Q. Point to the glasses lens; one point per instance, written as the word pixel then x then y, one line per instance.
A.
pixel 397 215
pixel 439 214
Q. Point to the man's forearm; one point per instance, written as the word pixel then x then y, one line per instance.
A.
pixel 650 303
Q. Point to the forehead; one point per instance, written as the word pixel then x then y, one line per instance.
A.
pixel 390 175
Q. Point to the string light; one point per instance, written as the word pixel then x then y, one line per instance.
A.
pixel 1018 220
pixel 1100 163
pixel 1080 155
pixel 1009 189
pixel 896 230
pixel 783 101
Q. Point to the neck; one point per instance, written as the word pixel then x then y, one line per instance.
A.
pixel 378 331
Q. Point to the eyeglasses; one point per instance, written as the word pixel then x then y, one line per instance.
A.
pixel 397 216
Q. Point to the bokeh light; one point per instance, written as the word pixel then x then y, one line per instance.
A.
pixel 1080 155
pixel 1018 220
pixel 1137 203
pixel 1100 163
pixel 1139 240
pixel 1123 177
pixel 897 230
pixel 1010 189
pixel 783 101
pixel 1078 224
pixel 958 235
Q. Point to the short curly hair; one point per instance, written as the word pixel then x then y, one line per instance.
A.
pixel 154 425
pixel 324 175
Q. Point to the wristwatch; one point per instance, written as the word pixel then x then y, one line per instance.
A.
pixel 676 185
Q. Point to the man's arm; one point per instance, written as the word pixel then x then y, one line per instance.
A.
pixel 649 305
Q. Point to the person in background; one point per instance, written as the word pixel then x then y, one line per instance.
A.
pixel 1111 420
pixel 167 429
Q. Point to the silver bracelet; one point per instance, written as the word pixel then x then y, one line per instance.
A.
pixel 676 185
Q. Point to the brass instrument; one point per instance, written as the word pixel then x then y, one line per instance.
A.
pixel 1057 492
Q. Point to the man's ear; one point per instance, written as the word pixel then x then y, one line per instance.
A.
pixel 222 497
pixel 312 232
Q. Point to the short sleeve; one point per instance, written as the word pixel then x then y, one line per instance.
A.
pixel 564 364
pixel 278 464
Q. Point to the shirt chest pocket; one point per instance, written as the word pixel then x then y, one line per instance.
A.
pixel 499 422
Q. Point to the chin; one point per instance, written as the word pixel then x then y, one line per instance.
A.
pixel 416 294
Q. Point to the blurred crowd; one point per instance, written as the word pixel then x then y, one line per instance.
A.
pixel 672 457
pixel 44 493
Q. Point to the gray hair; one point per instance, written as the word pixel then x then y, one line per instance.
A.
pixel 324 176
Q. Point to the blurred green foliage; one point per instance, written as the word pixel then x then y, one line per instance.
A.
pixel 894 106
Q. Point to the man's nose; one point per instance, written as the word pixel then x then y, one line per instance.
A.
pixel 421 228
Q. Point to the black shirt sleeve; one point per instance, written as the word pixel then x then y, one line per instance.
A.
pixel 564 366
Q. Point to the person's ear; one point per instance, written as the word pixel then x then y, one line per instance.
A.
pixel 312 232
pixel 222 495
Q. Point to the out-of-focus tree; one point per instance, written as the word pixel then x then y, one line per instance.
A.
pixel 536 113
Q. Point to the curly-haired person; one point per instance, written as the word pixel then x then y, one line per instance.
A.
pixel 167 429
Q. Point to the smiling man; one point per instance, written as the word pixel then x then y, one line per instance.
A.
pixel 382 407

= = = =

▶ WORK TO COMPLETE
Copy each line above that contains the string "blurred".

▶ RESPONSE AREA
Q. Point to the blurred crowd; one point per instance, written as the word pixel then x then y, one line per instance.
Q. Point to the blurred green foliage; one point per instance, written as the word pixel then x then y, one line per instance.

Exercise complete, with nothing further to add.